═════ Brongegevens
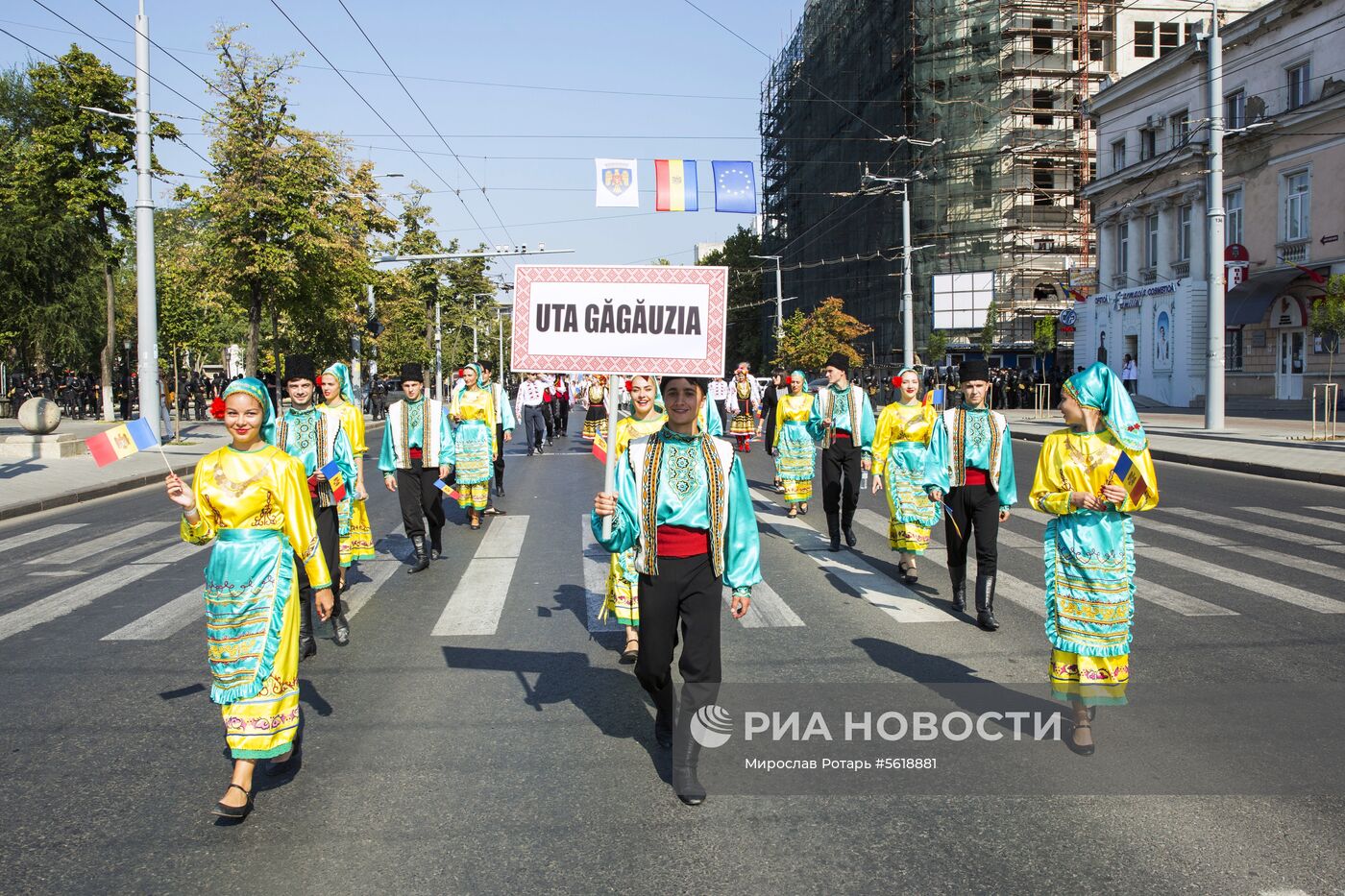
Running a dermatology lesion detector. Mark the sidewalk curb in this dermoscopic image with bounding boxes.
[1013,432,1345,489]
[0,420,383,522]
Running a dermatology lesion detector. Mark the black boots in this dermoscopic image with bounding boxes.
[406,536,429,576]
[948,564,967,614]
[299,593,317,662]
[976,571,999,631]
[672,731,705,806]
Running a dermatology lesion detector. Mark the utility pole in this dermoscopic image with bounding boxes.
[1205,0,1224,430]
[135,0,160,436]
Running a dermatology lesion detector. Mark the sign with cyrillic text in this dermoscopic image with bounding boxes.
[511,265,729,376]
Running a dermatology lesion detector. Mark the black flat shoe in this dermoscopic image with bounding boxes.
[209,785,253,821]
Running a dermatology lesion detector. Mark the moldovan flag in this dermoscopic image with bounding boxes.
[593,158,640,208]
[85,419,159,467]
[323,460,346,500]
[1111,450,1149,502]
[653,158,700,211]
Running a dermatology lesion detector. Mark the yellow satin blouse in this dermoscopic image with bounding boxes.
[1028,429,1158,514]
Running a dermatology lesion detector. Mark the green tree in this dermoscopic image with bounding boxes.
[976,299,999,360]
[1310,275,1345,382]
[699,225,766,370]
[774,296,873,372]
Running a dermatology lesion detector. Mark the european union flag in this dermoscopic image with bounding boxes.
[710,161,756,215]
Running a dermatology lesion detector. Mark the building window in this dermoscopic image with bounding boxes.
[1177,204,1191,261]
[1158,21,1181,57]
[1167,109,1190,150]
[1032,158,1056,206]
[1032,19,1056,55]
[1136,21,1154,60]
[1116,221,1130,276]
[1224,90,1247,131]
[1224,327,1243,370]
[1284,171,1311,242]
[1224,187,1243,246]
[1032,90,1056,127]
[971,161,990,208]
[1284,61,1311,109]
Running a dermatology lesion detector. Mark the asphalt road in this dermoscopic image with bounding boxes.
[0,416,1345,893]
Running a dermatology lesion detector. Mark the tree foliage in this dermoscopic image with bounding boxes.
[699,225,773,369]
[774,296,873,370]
══════════
═════ Brongegevens
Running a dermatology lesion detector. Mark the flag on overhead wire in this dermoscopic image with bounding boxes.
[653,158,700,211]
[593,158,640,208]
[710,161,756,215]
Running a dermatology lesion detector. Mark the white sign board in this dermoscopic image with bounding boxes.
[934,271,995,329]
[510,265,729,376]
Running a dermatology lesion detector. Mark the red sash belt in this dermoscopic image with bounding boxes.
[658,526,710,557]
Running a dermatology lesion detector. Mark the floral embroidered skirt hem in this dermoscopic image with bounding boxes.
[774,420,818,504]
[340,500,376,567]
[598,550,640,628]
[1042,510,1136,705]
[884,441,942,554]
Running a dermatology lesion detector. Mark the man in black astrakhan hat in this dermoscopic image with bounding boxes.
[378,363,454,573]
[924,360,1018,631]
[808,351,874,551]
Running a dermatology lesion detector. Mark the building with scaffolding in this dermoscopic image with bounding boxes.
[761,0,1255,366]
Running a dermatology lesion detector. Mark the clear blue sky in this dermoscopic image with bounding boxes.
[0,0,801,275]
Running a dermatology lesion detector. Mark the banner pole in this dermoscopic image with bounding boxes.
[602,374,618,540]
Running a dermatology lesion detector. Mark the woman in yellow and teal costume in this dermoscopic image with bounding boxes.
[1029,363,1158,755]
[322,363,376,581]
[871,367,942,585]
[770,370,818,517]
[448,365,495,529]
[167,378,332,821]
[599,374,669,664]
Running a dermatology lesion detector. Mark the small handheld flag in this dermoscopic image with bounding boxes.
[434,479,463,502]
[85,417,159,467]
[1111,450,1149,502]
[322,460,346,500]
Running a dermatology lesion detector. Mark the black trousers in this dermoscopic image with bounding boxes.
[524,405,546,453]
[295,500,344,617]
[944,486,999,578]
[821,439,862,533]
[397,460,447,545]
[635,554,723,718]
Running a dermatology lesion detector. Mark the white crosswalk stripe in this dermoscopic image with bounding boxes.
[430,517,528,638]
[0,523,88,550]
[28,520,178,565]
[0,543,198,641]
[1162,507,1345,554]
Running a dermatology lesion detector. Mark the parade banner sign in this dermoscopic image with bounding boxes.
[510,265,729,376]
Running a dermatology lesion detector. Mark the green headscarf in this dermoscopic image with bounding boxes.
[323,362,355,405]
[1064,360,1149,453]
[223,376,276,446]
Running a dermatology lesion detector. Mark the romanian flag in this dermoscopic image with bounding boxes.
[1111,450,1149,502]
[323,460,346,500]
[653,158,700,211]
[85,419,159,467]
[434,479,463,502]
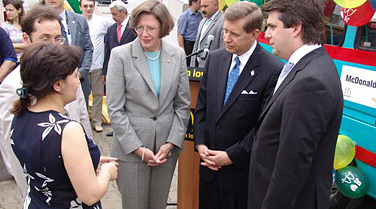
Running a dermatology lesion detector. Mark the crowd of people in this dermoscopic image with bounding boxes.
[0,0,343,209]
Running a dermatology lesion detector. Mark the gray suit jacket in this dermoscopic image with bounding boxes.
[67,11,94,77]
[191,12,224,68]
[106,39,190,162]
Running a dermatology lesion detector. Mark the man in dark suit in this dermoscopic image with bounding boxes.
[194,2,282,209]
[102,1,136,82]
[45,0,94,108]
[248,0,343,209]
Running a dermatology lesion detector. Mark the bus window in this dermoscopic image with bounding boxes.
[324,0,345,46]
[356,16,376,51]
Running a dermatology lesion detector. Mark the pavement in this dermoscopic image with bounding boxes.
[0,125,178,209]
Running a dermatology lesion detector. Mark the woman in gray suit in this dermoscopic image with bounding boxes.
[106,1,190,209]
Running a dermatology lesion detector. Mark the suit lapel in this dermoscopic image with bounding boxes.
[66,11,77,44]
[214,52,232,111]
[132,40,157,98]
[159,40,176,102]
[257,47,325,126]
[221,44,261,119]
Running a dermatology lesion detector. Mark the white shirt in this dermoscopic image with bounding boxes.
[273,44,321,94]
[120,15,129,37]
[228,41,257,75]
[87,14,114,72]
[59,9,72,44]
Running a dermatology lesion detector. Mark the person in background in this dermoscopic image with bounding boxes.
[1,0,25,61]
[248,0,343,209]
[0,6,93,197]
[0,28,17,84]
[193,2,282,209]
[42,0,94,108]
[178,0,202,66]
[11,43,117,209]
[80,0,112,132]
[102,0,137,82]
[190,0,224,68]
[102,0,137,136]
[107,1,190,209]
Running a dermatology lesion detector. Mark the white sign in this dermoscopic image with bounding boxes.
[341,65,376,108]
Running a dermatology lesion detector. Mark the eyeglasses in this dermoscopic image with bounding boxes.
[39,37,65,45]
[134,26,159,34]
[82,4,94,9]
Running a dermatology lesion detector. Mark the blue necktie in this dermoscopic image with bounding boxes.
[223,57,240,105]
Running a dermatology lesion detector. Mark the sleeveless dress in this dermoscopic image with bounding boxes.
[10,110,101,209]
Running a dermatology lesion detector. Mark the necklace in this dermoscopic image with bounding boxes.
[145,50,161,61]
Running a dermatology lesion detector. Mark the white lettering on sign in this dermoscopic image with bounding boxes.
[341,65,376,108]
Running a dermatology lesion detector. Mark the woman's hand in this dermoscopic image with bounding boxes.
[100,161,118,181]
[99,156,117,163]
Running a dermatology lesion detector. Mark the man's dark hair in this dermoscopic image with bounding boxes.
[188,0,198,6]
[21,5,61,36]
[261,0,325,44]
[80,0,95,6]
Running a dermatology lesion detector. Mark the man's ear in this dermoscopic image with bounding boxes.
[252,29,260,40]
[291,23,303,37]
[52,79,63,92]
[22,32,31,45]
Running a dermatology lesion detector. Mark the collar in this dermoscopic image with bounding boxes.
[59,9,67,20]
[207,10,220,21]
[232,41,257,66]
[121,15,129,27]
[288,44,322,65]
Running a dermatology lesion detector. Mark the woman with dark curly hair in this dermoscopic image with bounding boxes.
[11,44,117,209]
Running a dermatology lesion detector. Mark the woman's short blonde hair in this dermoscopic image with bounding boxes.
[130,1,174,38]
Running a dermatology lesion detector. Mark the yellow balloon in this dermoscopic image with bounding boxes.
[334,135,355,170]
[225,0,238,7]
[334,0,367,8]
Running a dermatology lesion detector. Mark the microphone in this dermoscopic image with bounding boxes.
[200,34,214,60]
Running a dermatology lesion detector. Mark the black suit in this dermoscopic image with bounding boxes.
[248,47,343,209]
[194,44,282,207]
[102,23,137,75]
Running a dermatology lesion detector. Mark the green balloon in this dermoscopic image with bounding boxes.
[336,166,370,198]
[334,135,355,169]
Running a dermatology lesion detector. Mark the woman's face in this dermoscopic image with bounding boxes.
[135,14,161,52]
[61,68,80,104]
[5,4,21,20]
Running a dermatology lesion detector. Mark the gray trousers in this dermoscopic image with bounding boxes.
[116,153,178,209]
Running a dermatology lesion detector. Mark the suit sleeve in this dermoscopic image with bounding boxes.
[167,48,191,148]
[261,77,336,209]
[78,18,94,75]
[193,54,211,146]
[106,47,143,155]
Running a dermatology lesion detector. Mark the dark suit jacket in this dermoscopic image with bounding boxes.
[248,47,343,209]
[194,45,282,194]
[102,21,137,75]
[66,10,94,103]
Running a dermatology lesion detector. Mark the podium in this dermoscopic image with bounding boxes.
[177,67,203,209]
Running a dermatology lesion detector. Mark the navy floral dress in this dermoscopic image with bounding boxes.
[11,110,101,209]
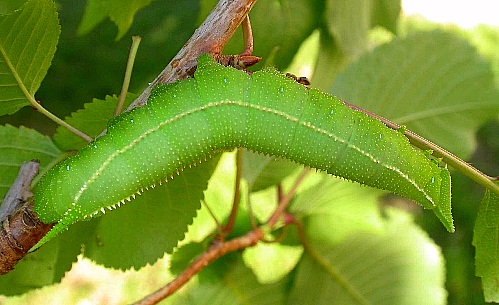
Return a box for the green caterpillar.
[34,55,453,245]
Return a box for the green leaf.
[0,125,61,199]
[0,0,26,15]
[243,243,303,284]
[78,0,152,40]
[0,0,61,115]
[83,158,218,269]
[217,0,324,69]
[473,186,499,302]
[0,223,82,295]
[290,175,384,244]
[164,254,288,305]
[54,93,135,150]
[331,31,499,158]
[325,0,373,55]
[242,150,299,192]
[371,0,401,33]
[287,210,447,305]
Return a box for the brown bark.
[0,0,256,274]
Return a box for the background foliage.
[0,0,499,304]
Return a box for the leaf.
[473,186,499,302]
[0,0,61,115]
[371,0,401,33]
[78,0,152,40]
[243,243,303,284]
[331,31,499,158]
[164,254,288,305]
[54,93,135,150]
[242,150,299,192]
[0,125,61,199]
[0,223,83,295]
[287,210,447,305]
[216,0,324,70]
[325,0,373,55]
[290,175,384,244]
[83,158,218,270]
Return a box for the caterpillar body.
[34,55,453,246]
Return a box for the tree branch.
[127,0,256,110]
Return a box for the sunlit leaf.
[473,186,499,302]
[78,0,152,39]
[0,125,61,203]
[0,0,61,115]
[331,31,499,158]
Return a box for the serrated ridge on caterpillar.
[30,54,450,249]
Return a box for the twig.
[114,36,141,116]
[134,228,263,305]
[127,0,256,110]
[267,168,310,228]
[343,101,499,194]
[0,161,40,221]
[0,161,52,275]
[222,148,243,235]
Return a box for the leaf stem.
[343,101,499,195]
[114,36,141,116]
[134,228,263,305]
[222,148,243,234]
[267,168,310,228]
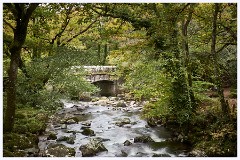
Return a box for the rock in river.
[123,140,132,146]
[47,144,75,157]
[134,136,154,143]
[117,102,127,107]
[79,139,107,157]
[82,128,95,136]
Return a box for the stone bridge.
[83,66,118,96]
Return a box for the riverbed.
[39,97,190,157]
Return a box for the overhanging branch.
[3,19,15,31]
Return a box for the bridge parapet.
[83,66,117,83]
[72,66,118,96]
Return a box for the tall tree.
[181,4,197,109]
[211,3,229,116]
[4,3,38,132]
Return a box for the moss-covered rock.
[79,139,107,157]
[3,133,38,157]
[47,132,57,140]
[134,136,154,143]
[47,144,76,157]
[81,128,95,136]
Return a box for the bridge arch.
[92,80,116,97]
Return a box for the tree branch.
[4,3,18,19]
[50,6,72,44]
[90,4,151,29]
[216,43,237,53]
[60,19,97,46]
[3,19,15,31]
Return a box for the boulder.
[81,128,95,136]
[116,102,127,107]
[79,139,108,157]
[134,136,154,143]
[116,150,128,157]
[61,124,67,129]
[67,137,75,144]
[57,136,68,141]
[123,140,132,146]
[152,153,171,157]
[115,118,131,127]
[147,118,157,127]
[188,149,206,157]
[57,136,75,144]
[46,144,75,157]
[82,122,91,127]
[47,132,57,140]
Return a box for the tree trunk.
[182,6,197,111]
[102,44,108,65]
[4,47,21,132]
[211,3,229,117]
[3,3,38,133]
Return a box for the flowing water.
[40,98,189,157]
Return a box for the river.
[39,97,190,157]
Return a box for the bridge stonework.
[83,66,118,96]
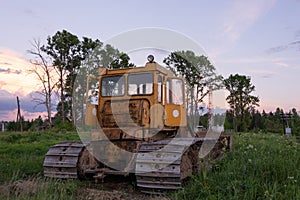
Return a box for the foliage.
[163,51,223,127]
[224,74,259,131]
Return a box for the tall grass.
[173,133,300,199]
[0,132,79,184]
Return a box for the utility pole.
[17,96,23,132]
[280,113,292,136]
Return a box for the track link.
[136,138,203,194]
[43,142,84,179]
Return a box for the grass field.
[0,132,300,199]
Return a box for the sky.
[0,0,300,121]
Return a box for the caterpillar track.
══════════
Gevraagde taak: Kun je de regels uit de gegevens hierboven herschrijven, beginnend bij de regel met "Running a dermatology lesion detector. Mark the eyeglasses" en eindigend bij de regel met "[130,1,174,38]"? Vervang daarbij "blue necktie" door "striped necktie" en laat al het andere ongewijzigd.

Resultaat van de taak:
Running a dermatology lesion detector. Mark the eyeglasses in this dermoscopic image with bounding boxes.
[39,37,65,45]
[134,26,159,34]
[82,4,94,9]
Running a dermatology lesion detector. Mark the striped necktie in this dermoscopic image with bounding boxes.
[223,57,240,105]
Running a dermatology lesion detector. Mark the sleeveless dress in this dermoscopic image with bounding boxes.
[10,110,101,209]
Running a dermatology lesion detector. Mark the necklace in this dermoscopic image with bounding boxes.
[145,50,161,61]
Running a dermatology lesion detector. Mark the white lettering on sign in this dermoscopic image with bounding boxes.
[341,65,376,108]
Running a dermatology lesion detector. Mark the woman's hand in this dermoscopic image with bounding boxes.
[100,161,118,181]
[99,156,117,163]
Running a dermatology lesion detector. Mark the man's dark hair in this dermoscopic image with bounding boxes.
[188,0,198,6]
[21,5,61,36]
[261,0,325,44]
[80,0,95,6]
Running a dermatology lesion detector. Mark the man's ear in this dermoscopic image with bounding boxes.
[252,29,260,40]
[291,23,303,37]
[52,79,63,92]
[22,32,31,45]
Running a dermatology lesion detector. Mark the collar in this dermoscopic image with bounding boxes.
[59,9,67,20]
[207,10,220,21]
[232,41,257,66]
[121,15,129,27]
[288,44,322,65]
Running a dermatology lesion detector. Mark the woman with dark curly hair in this dermoscopic image with bounding boxes.
[11,44,117,209]
Running a dermatology lesion detector. Mark the woman's short blonde hair in this dermoscopic image with bounding boxes.
[130,1,174,38]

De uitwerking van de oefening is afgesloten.